__Page excerpt__.
'''
Vagabond – October 21st, 2015

Vagabond [1985]


Please join us for the third screening of our Agnès Varda series with a one-night event showing of Vagabond [Sans toit ni loi] [1985].

  • Screening Date: Wednesday, October 21st, 2015 | 8:00pm
  • Venue: Canisius College Science Hall
  • Specifications: 1985 / 105 minutes / French with English subtitles / Color
  • Director(s): Agnès Varda
  • Print: Supplied by Janus Films / Criterion Collection
  • Tickets: Free and Open to the Public
  • Deals: Stop in early for FREE Breadhive granola while supplies last!


Event Sponsors:

Venue Information:

2001 Main Street (Between Delavan & Jefferson), Buffalo NY 14208



Synopsis

Courtesy of Criterion Collection:

Sandrine Bonnaire won the Best Actress César for her portrayal of the defiant young drifter Mona, found frozen to death in a ditch at the beginning of Vagabond. Agnès Varda pieces together Mona’s story through flashbacks told by those who encountered her (played by a largely nonprofessional cast), producing a splintered portrait of an enigmatic woman. With its sparse, poetic imagery, Vagabond [Sans toit ni loi] is a stunner, and won Varda the top prize at the Venice Film Festival.
'''
__Given entries__.
'''
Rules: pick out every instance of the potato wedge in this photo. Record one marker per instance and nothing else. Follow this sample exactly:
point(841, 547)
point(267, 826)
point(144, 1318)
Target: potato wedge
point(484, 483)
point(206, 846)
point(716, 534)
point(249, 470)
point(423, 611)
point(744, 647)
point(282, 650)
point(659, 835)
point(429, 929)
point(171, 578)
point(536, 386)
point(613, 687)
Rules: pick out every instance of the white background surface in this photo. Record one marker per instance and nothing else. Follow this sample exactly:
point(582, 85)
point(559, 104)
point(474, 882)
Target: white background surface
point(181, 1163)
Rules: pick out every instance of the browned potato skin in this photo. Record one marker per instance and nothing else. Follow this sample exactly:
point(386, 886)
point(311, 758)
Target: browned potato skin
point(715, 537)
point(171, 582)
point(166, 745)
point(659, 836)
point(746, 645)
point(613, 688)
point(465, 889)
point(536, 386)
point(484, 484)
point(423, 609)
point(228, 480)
'''
__Exercise prompt__.
Echo the part of the Vagabond screening page between "Sandrine Bonnaire won" and "Venice Film Festival.", inclusive. The data has nothing to do with this.

__Worked answer__.
Sandrine Bonnaire won the Best Actress César for her portrayal of the defiant young drifter Mona, found frozen to death in a ditch at the beginning of Vagabond. Agnès Varda pieces together Mona’s story through flashbacks told by those who encountered her (played by a largely nonprofessional cast), producing a splintered portrait of an enigmatic woman. With its sparse, poetic imagery, Vagabond [Sans toit ni loi] is a stunner, and won Varda the top prize at the Venice Film Festival.